# Information
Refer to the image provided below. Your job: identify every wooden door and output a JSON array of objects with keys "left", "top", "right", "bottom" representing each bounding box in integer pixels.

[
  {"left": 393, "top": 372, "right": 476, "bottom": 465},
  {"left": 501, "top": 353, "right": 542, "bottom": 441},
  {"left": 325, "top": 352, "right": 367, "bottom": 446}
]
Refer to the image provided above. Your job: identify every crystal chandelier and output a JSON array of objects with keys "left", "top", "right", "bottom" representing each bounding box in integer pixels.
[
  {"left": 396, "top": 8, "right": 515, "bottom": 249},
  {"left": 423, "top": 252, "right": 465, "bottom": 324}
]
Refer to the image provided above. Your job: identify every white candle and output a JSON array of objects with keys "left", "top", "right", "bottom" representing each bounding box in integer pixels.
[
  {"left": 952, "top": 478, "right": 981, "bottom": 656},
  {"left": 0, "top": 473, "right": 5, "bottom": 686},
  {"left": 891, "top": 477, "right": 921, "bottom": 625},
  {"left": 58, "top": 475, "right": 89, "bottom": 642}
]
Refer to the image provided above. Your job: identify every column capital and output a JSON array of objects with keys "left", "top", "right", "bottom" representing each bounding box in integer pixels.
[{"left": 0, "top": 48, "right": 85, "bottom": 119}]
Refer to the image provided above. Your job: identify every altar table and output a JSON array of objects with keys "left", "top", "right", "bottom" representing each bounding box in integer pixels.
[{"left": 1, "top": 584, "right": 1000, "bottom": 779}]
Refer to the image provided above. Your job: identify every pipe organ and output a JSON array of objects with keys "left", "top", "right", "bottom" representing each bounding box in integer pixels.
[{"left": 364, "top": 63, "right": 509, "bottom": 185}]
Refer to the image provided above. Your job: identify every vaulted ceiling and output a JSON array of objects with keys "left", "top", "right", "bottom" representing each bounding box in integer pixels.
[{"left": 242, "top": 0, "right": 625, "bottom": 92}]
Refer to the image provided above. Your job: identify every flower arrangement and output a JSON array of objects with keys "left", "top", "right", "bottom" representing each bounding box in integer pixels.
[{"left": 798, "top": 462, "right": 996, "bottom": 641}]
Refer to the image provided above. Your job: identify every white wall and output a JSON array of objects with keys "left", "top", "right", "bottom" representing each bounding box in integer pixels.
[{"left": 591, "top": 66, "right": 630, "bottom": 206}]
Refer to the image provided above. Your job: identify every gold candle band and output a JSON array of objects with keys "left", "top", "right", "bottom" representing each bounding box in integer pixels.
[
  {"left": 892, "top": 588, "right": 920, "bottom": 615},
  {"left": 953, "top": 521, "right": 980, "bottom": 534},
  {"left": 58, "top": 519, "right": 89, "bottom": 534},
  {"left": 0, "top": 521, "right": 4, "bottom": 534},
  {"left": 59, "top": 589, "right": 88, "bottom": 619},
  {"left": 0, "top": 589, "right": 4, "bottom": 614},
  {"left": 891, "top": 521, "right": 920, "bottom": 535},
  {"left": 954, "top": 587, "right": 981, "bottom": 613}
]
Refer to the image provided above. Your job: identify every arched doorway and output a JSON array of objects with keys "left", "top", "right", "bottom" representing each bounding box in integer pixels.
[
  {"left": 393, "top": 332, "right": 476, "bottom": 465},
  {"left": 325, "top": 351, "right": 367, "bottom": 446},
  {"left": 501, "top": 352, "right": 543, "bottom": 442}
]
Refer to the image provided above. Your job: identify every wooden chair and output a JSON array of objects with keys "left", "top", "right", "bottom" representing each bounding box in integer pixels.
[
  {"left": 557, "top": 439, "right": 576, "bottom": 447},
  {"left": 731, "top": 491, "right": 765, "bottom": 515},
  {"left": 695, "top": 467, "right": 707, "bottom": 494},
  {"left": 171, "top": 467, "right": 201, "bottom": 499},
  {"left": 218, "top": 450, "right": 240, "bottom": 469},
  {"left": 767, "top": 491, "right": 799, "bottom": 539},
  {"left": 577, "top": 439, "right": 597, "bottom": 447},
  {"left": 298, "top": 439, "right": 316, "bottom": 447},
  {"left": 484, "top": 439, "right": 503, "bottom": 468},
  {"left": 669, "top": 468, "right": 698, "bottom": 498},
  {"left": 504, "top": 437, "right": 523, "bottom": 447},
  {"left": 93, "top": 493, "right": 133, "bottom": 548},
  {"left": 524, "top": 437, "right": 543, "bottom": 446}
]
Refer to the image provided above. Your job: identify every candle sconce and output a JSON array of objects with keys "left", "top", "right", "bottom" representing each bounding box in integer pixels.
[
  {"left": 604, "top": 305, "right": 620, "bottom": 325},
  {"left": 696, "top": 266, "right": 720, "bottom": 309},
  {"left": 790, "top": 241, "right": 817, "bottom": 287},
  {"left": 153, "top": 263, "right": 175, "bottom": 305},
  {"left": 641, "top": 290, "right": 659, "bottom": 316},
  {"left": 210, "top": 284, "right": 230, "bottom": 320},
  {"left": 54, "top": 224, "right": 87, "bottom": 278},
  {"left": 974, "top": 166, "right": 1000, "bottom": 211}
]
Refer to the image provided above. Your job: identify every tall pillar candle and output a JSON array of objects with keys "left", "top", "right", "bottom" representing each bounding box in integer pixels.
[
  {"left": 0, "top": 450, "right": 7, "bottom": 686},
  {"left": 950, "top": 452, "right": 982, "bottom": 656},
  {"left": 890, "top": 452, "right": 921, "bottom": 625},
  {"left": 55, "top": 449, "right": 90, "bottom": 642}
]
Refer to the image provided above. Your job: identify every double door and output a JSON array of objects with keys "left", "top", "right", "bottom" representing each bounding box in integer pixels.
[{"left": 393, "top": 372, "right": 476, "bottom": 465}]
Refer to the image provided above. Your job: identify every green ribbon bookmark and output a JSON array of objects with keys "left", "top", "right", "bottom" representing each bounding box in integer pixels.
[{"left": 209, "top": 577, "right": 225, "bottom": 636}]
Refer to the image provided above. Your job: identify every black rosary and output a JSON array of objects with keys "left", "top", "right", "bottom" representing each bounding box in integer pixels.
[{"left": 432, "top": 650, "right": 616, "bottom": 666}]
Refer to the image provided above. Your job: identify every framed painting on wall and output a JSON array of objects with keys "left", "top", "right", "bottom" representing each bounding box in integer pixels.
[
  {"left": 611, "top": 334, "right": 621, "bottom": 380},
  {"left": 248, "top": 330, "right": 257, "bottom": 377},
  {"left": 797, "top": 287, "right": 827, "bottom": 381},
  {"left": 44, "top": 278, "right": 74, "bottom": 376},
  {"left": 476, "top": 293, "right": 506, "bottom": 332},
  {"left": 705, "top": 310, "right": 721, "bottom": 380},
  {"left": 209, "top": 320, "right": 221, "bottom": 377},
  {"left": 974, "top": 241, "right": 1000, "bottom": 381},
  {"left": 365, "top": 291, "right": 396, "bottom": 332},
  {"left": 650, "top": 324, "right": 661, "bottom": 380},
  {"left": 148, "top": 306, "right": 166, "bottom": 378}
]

# Task
Give the data back exactly as it stands.

# Expected answer
Refer to the image provided below. Your job: identify every wooden door and output a JSON array of objects with keys "left", "top", "right", "bottom" representing each bounding box in integer pixels.

[
  {"left": 393, "top": 372, "right": 476, "bottom": 465},
  {"left": 501, "top": 353, "right": 542, "bottom": 441},
  {"left": 325, "top": 352, "right": 367, "bottom": 446}
]
Refer to the image provided above. Your job: identify every crystal chandelier and output a JSON array of objects with keys "left", "top", "right", "bottom" representing each bounding box in integer pixels.
[
  {"left": 396, "top": 8, "right": 515, "bottom": 249},
  {"left": 423, "top": 252, "right": 465, "bottom": 324}
]
Refer to the image provided above. Your job: identify every white candle and output a JSON array of objects with keys "left", "top", "right", "bottom" representing each bounding box in integer pixels.
[
  {"left": 952, "top": 478, "right": 981, "bottom": 656},
  {"left": 0, "top": 473, "right": 5, "bottom": 686},
  {"left": 891, "top": 477, "right": 921, "bottom": 625},
  {"left": 58, "top": 475, "right": 89, "bottom": 642}
]
Refer to the image provided above. Your job: identify every column capital and output a JSON array of objects with keys "left", "top", "right", "bottom" representing each bounding box in integer pixels.
[{"left": 0, "top": 48, "right": 85, "bottom": 119}]
Refer to the image provided above. Your job: identify every altar table and output a JSON array of objects with keys "left", "top", "right", "bottom" representing each bounding box in integer pixels.
[{"left": 1, "top": 584, "right": 1000, "bottom": 779}]
Refer to the image provided above. Your job: identify every pipe organ and output a JSON array of objects with keys "left", "top", "right", "bottom" representing each bounding box in integer pixels.
[{"left": 364, "top": 63, "right": 509, "bottom": 185}]
Refer to the image provided above. Your job: identify every vaulted ceiling and output a JSON array of objects with keys "left", "top", "right", "bottom" representing each bounding box in integer pixels.
[{"left": 242, "top": 0, "right": 625, "bottom": 92}]
Refer to the image provided above. Your job: identify every flower arrangement and output a JSON array of objects with keys "left", "top", "right", "bottom" representing each bounding box in integer pixels.
[{"left": 798, "top": 462, "right": 996, "bottom": 641}]
Refer to the image provided above. Your job: identify every white wall and output a JSON array of objects with keys "left", "top", "right", "bottom" representing each bounding box in integer pixels.
[{"left": 591, "top": 66, "right": 630, "bottom": 206}]
Refer to the image provided above. Your job: identify every gold candle band and output a JSON array of objects with keys "left", "top", "right", "bottom" representing each bounding box in integer pixels.
[
  {"left": 892, "top": 588, "right": 920, "bottom": 615},
  {"left": 953, "top": 521, "right": 980, "bottom": 534},
  {"left": 58, "top": 519, "right": 89, "bottom": 534},
  {"left": 0, "top": 521, "right": 4, "bottom": 534},
  {"left": 59, "top": 589, "right": 88, "bottom": 619},
  {"left": 0, "top": 589, "right": 4, "bottom": 614},
  {"left": 891, "top": 521, "right": 920, "bottom": 535},
  {"left": 954, "top": 587, "right": 981, "bottom": 613}
]
Refer to the image provided above. Your job: identify every arched doorway and output a JSON array of objects with keys "left", "top", "right", "bottom" representing each bounding box in integer pixels.
[
  {"left": 393, "top": 332, "right": 476, "bottom": 465},
  {"left": 325, "top": 351, "right": 367, "bottom": 446},
  {"left": 501, "top": 352, "right": 543, "bottom": 442}
]
Refer to the image provided above. Your job: identify every wooden chair and output a JSON array of objects with keys "left", "top", "right", "bottom" representing each bounding box in integer pixels.
[
  {"left": 557, "top": 439, "right": 576, "bottom": 447},
  {"left": 731, "top": 491, "right": 765, "bottom": 515},
  {"left": 695, "top": 467, "right": 707, "bottom": 494},
  {"left": 171, "top": 467, "right": 201, "bottom": 499},
  {"left": 218, "top": 450, "right": 240, "bottom": 469},
  {"left": 767, "top": 491, "right": 799, "bottom": 539},
  {"left": 577, "top": 439, "right": 597, "bottom": 447},
  {"left": 298, "top": 439, "right": 316, "bottom": 447},
  {"left": 484, "top": 439, "right": 503, "bottom": 468},
  {"left": 669, "top": 468, "right": 698, "bottom": 498},
  {"left": 504, "top": 437, "right": 523, "bottom": 447},
  {"left": 93, "top": 493, "right": 133, "bottom": 548},
  {"left": 524, "top": 437, "right": 543, "bottom": 446}
]
Refer to the image provided above. Your job: identify every candle sconce and output a JSON array of objects with keys "left", "top", "right", "bottom" representing each bounding box in integer pixels.
[
  {"left": 604, "top": 305, "right": 620, "bottom": 325},
  {"left": 696, "top": 266, "right": 720, "bottom": 309},
  {"left": 790, "top": 241, "right": 817, "bottom": 287},
  {"left": 153, "top": 263, "right": 175, "bottom": 305},
  {"left": 641, "top": 290, "right": 659, "bottom": 316},
  {"left": 210, "top": 284, "right": 230, "bottom": 320},
  {"left": 54, "top": 224, "right": 87, "bottom": 278},
  {"left": 974, "top": 166, "right": 1000, "bottom": 211}
]
Refer to the image provided above. Your job: identify every tall pillar candle and output a JSON array of objects with keys "left", "top", "right", "bottom" representing each bounding box in integer pixels.
[
  {"left": 0, "top": 450, "right": 7, "bottom": 686},
  {"left": 950, "top": 452, "right": 982, "bottom": 656},
  {"left": 890, "top": 452, "right": 921, "bottom": 625},
  {"left": 55, "top": 449, "right": 90, "bottom": 642}
]
Refer to the image provided above. Your job: identify every double door and output a JSON array of objects with keys "left", "top", "right", "bottom" representing each bounding box in integer pixels.
[{"left": 393, "top": 372, "right": 476, "bottom": 465}]
Refer to the image provided above. Your job: identify every green ribbon bookmark and output a JSON array of objects with keys "left", "top", "right", "bottom" representing each bounding box in integer pixels.
[{"left": 209, "top": 577, "right": 225, "bottom": 636}]
Refer to the image provided above. Your job: identify every black rosary and output a JSON array of objects with keys "left", "top", "right", "bottom" representing each bounding box in integer pixels.
[{"left": 432, "top": 650, "right": 616, "bottom": 666}]
Refer to the image provided above. Your job: identify every framed painting on wall and output a JSON array of objects with keys "left", "top", "right", "bottom" representing each bounding box in integer pixels.
[
  {"left": 611, "top": 334, "right": 621, "bottom": 380},
  {"left": 248, "top": 330, "right": 257, "bottom": 377},
  {"left": 797, "top": 287, "right": 827, "bottom": 381},
  {"left": 44, "top": 278, "right": 74, "bottom": 376},
  {"left": 476, "top": 293, "right": 506, "bottom": 332},
  {"left": 705, "top": 310, "right": 721, "bottom": 380},
  {"left": 209, "top": 320, "right": 221, "bottom": 377},
  {"left": 974, "top": 241, "right": 1000, "bottom": 381},
  {"left": 365, "top": 291, "right": 396, "bottom": 332},
  {"left": 650, "top": 324, "right": 661, "bottom": 380},
  {"left": 148, "top": 306, "right": 166, "bottom": 378}
]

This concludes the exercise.